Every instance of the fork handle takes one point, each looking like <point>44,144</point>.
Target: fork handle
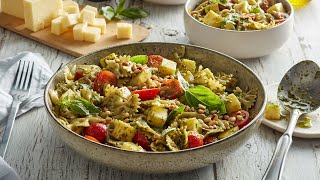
<point>9,125</point>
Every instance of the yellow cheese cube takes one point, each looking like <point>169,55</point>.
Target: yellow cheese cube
<point>124,31</point>
<point>91,8</point>
<point>70,20</point>
<point>13,7</point>
<point>100,23</point>
<point>87,16</point>
<point>39,13</point>
<point>56,26</point>
<point>92,34</point>
<point>78,31</point>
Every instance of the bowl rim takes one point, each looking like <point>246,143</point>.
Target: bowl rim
<point>186,10</point>
<point>257,117</point>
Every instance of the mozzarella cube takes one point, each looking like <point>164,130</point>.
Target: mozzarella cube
<point>78,31</point>
<point>92,34</point>
<point>70,20</point>
<point>56,26</point>
<point>87,16</point>
<point>72,9</point>
<point>100,23</point>
<point>124,31</point>
<point>91,8</point>
<point>38,14</point>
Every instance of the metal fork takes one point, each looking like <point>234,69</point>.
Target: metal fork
<point>19,91</point>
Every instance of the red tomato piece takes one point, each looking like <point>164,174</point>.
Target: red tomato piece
<point>209,140</point>
<point>194,140</point>
<point>102,78</point>
<point>245,120</point>
<point>97,130</point>
<point>147,94</point>
<point>154,60</point>
<point>91,138</point>
<point>78,74</point>
<point>142,141</point>
<point>170,89</point>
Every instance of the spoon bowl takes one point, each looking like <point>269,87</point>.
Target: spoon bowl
<point>298,92</point>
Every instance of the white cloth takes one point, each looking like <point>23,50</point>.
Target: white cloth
<point>8,69</point>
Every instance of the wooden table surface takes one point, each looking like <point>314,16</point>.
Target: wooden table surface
<point>35,152</point>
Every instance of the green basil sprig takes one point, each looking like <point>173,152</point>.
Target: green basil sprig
<point>201,95</point>
<point>131,12</point>
<point>80,106</point>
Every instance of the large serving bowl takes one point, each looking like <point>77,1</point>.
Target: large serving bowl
<point>238,44</point>
<point>163,162</point>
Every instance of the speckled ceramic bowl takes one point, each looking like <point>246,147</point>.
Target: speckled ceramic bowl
<point>163,162</point>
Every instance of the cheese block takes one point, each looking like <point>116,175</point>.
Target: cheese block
<point>100,23</point>
<point>78,31</point>
<point>124,31</point>
<point>56,26</point>
<point>91,8</point>
<point>70,20</point>
<point>39,13</point>
<point>92,34</point>
<point>13,7</point>
<point>87,16</point>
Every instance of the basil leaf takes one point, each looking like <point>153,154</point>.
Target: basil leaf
<point>184,84</point>
<point>108,12</point>
<point>134,13</point>
<point>139,59</point>
<point>203,95</point>
<point>80,106</point>
<point>255,10</point>
<point>174,113</point>
<point>120,6</point>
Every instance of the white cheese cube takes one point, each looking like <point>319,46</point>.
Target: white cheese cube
<point>91,8</point>
<point>38,14</point>
<point>92,34</point>
<point>62,12</point>
<point>72,9</point>
<point>100,23</point>
<point>56,26</point>
<point>124,31</point>
<point>13,7</point>
<point>87,16</point>
<point>70,20</point>
<point>167,67</point>
<point>78,31</point>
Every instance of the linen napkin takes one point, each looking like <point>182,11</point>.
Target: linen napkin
<point>8,69</point>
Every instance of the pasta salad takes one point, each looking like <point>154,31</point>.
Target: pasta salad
<point>242,15</point>
<point>150,103</point>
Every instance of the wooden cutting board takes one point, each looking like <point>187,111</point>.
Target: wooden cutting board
<point>65,42</point>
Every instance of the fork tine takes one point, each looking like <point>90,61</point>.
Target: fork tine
<point>18,75</point>
<point>23,75</point>
<point>28,84</point>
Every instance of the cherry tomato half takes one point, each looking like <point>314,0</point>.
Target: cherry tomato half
<point>78,74</point>
<point>91,138</point>
<point>209,140</point>
<point>170,89</point>
<point>97,130</point>
<point>154,60</point>
<point>194,140</point>
<point>142,141</point>
<point>102,78</point>
<point>147,94</point>
<point>245,118</point>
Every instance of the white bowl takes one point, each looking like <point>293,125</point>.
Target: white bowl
<point>167,2</point>
<point>239,44</point>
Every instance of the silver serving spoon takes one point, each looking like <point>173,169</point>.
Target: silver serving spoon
<point>299,93</point>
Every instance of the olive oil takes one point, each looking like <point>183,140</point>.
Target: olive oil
<point>299,3</point>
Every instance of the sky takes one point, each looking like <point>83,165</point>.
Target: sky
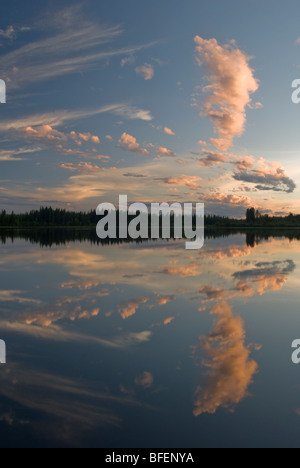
<point>173,101</point>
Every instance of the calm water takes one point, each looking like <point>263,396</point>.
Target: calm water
<point>148,345</point>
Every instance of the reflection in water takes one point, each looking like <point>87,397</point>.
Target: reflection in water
<point>230,369</point>
<point>132,309</point>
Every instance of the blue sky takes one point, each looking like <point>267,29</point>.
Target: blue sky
<point>104,98</point>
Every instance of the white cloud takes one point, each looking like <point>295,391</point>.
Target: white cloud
<point>146,71</point>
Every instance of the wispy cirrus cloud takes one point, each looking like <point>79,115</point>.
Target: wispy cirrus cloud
<point>60,117</point>
<point>232,82</point>
<point>192,182</point>
<point>82,168</point>
<point>71,46</point>
<point>161,151</point>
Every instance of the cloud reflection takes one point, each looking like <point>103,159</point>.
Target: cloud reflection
<point>230,368</point>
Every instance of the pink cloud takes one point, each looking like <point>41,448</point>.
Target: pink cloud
<point>230,368</point>
<point>130,143</point>
<point>231,84</point>
<point>168,131</point>
<point>192,182</point>
<point>146,71</point>
<point>212,158</point>
<point>130,308</point>
<point>44,133</point>
<point>161,151</point>
<point>83,167</point>
<point>268,176</point>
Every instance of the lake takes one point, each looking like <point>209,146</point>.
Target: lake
<point>147,344</point>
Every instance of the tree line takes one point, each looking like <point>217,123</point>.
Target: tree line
<point>49,217</point>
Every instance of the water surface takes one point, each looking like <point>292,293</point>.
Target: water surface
<point>149,345</point>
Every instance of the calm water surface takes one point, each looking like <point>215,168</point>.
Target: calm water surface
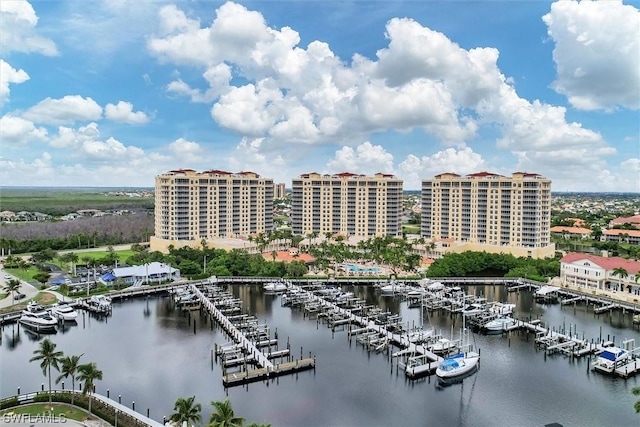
<point>149,354</point>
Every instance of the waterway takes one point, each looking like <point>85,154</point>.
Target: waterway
<point>150,355</point>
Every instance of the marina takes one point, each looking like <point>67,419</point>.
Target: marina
<point>360,385</point>
<point>543,343</point>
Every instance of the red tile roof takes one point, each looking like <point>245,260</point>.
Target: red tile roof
<point>565,229</point>
<point>626,220</point>
<point>619,231</point>
<point>482,174</point>
<point>608,263</point>
<point>285,256</point>
<point>217,172</point>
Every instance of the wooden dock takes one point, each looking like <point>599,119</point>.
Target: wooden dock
<point>247,352</point>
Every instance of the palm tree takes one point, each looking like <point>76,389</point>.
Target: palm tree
<point>636,392</point>
<point>224,416</point>
<point>49,357</point>
<point>11,287</point>
<point>69,368</point>
<point>186,411</point>
<point>88,374</point>
<point>621,273</point>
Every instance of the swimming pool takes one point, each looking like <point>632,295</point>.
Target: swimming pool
<point>358,269</point>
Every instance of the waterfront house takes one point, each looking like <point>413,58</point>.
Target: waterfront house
<point>621,235</point>
<point>571,232</point>
<point>154,272</point>
<point>593,272</point>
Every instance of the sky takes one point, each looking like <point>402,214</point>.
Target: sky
<point>113,93</point>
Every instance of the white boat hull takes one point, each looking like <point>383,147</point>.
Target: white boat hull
<point>458,365</point>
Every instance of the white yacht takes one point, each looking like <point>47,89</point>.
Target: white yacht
<point>458,364</point>
<point>610,359</point>
<point>502,308</point>
<point>38,319</point>
<point>277,286</point>
<point>443,345</point>
<point>501,324</point>
<point>64,312</point>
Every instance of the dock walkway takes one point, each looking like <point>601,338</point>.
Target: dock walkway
<point>249,348</point>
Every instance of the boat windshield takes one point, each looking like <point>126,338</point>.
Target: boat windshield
<point>450,363</point>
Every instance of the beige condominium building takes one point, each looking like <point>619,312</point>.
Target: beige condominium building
<point>489,212</point>
<point>212,205</point>
<point>347,204</point>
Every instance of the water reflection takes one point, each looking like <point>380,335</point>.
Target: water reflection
<point>149,353</point>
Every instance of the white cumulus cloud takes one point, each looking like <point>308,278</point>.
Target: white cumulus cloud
<point>597,53</point>
<point>9,75</point>
<point>366,159</point>
<point>69,109</point>
<point>457,160</point>
<point>123,113</point>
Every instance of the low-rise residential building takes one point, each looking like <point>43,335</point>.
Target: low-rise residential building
<point>622,236</point>
<point>593,272</point>
<point>154,272</point>
<point>633,220</point>
<point>571,232</point>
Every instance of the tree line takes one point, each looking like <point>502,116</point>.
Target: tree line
<point>76,234</point>
<point>476,264</point>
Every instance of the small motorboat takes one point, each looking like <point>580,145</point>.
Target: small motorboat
<point>610,359</point>
<point>38,319</point>
<point>501,324</point>
<point>275,287</point>
<point>63,312</point>
<point>443,345</point>
<point>458,364</point>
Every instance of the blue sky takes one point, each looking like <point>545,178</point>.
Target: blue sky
<point>113,93</point>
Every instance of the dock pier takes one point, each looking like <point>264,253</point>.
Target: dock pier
<point>247,352</point>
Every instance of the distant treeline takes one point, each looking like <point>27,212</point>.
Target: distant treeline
<point>82,233</point>
<point>476,264</point>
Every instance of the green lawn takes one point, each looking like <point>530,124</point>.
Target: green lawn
<point>122,255</point>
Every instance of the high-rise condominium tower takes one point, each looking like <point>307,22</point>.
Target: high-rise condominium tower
<point>347,204</point>
<point>487,211</point>
<point>192,205</point>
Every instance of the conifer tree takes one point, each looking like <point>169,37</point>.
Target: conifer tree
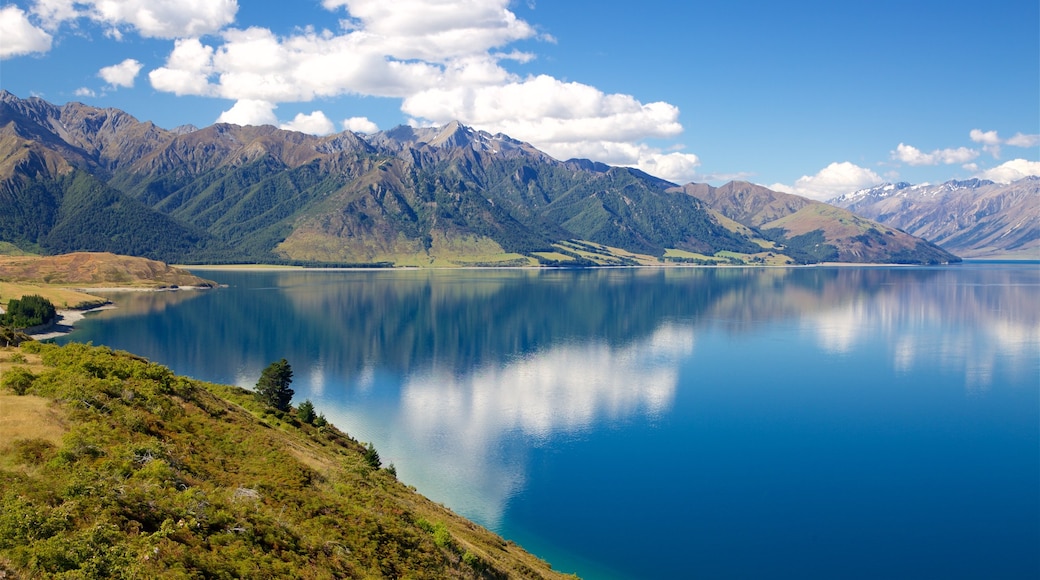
<point>273,388</point>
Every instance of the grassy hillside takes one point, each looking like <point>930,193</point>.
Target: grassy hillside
<point>112,467</point>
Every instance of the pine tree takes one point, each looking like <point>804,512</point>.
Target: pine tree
<point>273,388</point>
<point>306,412</point>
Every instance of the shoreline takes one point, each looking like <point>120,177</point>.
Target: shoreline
<point>66,322</point>
<point>67,318</point>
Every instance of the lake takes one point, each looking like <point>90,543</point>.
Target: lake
<point>850,422</point>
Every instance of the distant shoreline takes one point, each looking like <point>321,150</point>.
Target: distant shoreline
<point>67,318</point>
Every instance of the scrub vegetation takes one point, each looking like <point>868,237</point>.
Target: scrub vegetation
<point>113,467</point>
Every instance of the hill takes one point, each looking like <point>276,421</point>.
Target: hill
<point>973,218</point>
<point>112,467</point>
<point>86,269</point>
<point>82,178</point>
<point>815,232</point>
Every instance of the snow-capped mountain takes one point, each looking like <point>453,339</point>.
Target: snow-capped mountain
<point>972,218</point>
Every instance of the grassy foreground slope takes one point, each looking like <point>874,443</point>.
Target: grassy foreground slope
<point>113,467</point>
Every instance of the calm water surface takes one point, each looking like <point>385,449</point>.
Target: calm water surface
<point>656,423</point>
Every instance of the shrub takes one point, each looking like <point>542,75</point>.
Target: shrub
<point>306,412</point>
<point>372,456</point>
<point>18,379</point>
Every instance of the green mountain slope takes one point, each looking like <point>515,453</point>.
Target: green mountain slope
<point>816,232</point>
<point>119,469</point>
<point>447,195</point>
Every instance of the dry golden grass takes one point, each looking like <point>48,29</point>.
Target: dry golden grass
<point>60,297</point>
<point>29,417</point>
<point>84,269</point>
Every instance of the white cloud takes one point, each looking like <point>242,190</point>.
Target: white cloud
<point>990,140</point>
<point>122,74</point>
<point>436,31</point>
<point>187,70</point>
<point>19,35</point>
<point>360,125</point>
<point>914,156</point>
<point>831,182</point>
<point>435,56</point>
<point>985,137</point>
<point>1012,170</point>
<point>1023,140</point>
<point>250,111</point>
<point>314,124</point>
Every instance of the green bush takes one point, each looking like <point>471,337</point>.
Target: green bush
<point>306,412</point>
<point>18,379</point>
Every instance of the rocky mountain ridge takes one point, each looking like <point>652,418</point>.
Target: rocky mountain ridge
<point>973,218</point>
<point>82,178</point>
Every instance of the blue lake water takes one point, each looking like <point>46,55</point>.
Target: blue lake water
<point>655,423</point>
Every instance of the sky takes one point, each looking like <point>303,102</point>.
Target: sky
<point>811,98</point>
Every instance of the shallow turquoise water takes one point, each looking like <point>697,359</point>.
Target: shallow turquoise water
<point>651,423</point>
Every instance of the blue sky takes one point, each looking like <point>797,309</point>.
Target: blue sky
<point>813,98</point>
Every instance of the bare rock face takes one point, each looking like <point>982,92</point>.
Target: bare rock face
<point>973,218</point>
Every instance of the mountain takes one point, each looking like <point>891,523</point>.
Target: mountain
<point>973,218</point>
<point>813,231</point>
<point>87,179</point>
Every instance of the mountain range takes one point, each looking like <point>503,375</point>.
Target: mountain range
<point>972,218</point>
<point>79,178</point>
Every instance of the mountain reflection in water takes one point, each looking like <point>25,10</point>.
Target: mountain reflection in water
<point>476,383</point>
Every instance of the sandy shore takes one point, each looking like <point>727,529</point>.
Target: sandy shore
<point>66,322</point>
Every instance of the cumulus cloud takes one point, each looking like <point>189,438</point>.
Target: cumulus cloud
<point>187,70</point>
<point>122,74</point>
<point>360,125</point>
<point>1012,170</point>
<point>913,156</point>
<point>1023,140</point>
<point>831,182</point>
<point>435,31</point>
<point>314,124</point>
<point>989,139</point>
<point>250,111</point>
<point>20,36</point>
<point>160,19</point>
<point>437,57</point>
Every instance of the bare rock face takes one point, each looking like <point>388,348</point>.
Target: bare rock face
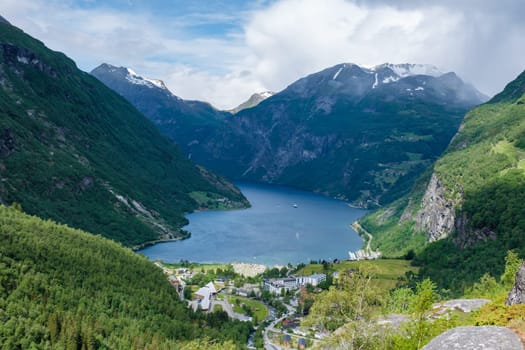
<point>437,215</point>
<point>517,294</point>
<point>468,338</point>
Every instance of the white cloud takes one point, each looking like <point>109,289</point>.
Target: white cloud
<point>296,37</point>
<point>281,42</point>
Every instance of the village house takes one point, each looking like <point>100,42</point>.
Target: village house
<point>277,285</point>
<point>204,295</point>
<point>314,279</point>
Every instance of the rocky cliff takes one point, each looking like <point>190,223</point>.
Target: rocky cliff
<point>437,215</point>
<point>362,134</point>
<point>517,294</point>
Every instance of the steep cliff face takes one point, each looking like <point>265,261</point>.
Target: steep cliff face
<point>437,215</point>
<point>74,151</point>
<point>350,132</point>
<point>517,294</point>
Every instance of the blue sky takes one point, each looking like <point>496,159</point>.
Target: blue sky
<point>223,51</point>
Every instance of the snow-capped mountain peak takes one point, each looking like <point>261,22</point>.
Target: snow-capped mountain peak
<point>408,69</point>
<point>134,78</point>
<point>253,101</point>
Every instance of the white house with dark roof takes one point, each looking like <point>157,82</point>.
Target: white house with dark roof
<point>205,294</point>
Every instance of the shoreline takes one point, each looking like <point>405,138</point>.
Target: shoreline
<point>141,246</point>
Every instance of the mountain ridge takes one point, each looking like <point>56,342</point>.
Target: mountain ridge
<point>75,151</point>
<point>343,109</point>
<point>468,207</point>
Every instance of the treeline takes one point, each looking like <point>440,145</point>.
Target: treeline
<point>63,288</point>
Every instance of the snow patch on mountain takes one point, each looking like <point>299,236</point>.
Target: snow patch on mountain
<point>338,72</point>
<point>390,79</point>
<point>376,82</point>
<point>134,78</point>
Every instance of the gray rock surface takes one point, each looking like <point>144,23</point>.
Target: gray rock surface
<point>465,305</point>
<point>437,214</point>
<point>473,338</point>
<point>517,294</point>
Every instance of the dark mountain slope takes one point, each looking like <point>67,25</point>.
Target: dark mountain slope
<point>351,132</point>
<point>474,202</point>
<point>73,150</point>
<point>182,120</point>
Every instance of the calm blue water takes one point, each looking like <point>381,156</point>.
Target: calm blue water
<point>271,232</point>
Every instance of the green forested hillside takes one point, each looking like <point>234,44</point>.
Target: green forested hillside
<point>485,169</point>
<point>62,288</point>
<point>482,177</point>
<point>73,150</point>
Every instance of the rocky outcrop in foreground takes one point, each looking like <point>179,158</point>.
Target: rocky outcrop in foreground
<point>468,338</point>
<point>517,294</point>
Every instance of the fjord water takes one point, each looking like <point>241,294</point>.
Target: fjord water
<point>283,226</point>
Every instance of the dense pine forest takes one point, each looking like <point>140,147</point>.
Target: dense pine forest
<point>62,288</point>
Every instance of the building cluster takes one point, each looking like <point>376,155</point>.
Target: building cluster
<point>286,284</point>
<point>204,296</point>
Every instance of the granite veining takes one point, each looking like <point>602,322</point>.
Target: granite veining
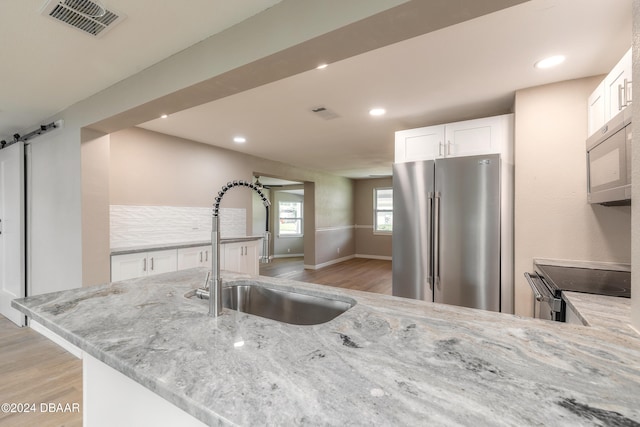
◇ ◇ ◇ ◇ ◇ ◇ ◇
- WHAT IS NEEDED: Filter the items above, copying every line that contains the word "motorboat".

- SOLUTION FOR THIS TASK:
Every instance of the small motorboat takes one point, each looking like <point>580,145</point>.
Target: small motorboat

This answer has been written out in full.